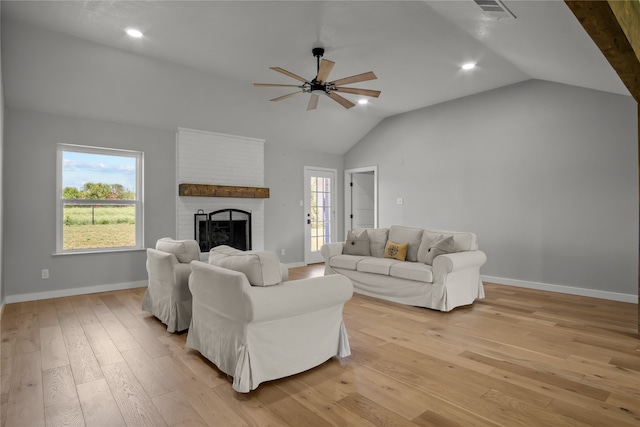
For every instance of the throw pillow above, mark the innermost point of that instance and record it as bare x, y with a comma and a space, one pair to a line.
396, 250
442, 245
357, 244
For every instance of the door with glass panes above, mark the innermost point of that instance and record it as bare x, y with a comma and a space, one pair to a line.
319, 210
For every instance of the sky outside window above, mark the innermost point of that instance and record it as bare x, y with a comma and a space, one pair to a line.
80, 168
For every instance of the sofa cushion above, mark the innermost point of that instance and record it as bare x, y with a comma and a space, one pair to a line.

- WHAT IS NEEDED
Rewrite all of the records above with every "innermost point" swapped for "central point" and everything else left as is. Leave the pictures out of your answer.

- RESPONSE BELOW
For every instance of the throw pillow above, mark the central point of that instance and record it as bare x, y with a comma and a space, one pair to a line.
396, 250
442, 245
357, 244
For every instance of the door with glass panes above, mark the central point of that instance and record it as bare x, y with a comma and a space, one pair to a line.
319, 210
For every instance of the sky outside window above, mark the central point of that instance and record it as bare x, y with a comma and a space, one pair to a line.
80, 168
For every instance of the sofa cushion above, mark the central point of that instance and record it as bare x, y with a comma and a space, one pair to a line.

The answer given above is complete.